> _PROBLEM A_
In the piece on the future of search, which two companies does the writer consider most obviously positioned to join the small oligopoly?
> _PROBLEM B_
From the piece on the future of search, copy the passage from "- Microsoft’s acquisition" up to and including "even as good?".

> _PAGE_
** START **

I believe there are two ways search will improve significantly in the future. First, since talking is easier than typing, speech recognition will allow longer and more accurate input strings. Second, search will be informed by much more persistent user information, with search companies having very detailed understanding of searchers. Based on that, I expect:
- A small oligopoly dominating the conjoined businesses of mobile device software and search. The companies most obviously positioned for membership are Google and Apple.
- The continued and growing combination of search, advertisement/recommendation, and alerting. The same user-specific data will be needed for all three.
- A whole lot of privacy concerns.
My reasoning starts from several observations:
- Enterprise search is greatly disappointing. My main reason for saying that is anecdotal evidence — I don’t notice users being much happier with search than they were 15 years ago. But business results are suggestive too:
- HP just disclosed serious problems with Autonomy.
- Microsoft’s acquisition of FAST was a similar debacle.
- Lesser enterprise search outfits never prospered much. (E.g., when’s the last time you heard mention of Coveo?)
- My favorable impressions of the e-commerce site search business turned out to be overdone. (E.g., Mercado’s assets were sold for a pittance soon after I wrote that, while Endeca and Inquira were absorbed into Oracle.)
- Lucene/Solr’s recent stirrings aren’t really in the area of search.
- Web search, while superior to the enterprise kind, is disappointing people as well. Are Google’s results any better than they were 8 years ago? Google’s ongoing hard work notwithstanding, are they even as good?
- Consumer computer usage is swinging toward mobile devices. I hope I don’t have to convince you about that one.
In principle, there are two main ways to make search better:
- Understand more about the documents being searched over. But Google’s travails, combined with the rather dismal history of enterprise search, suggest we’re well into the diminishing-returns part of that project.

** END **

> _GIVEN INFORMATION_
** START **

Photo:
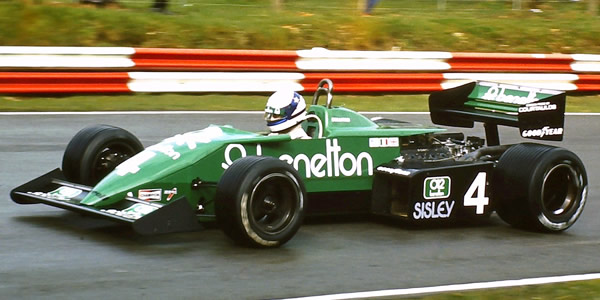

** END **

> _WORKED ANSWER A_
Google and Apple.

> _WORKED ANSWER B_
- Microsoft’s acquisition of FAST was a similar debacle.
- Lesser enterprise search outfits never prospered much. (E.g., when’s the last time you heard mention of Coveo?)
- My favorable impressions of the e-commerce site search business turned out to be overdone. (E.g., Mercado’s assets were sold for a pittance soon after I wrote that, while Endeca and Inquira were absorbed into Oracle.)
- Lucene/Solr’s recent stirrings aren’t really in the area of search.
- Web search, while superior to the enterprise kind, is disappointing people as well. Are Google’s results any better than they were 8 years ago? Google’s ongoing hard work notwithstanding, are they even as good?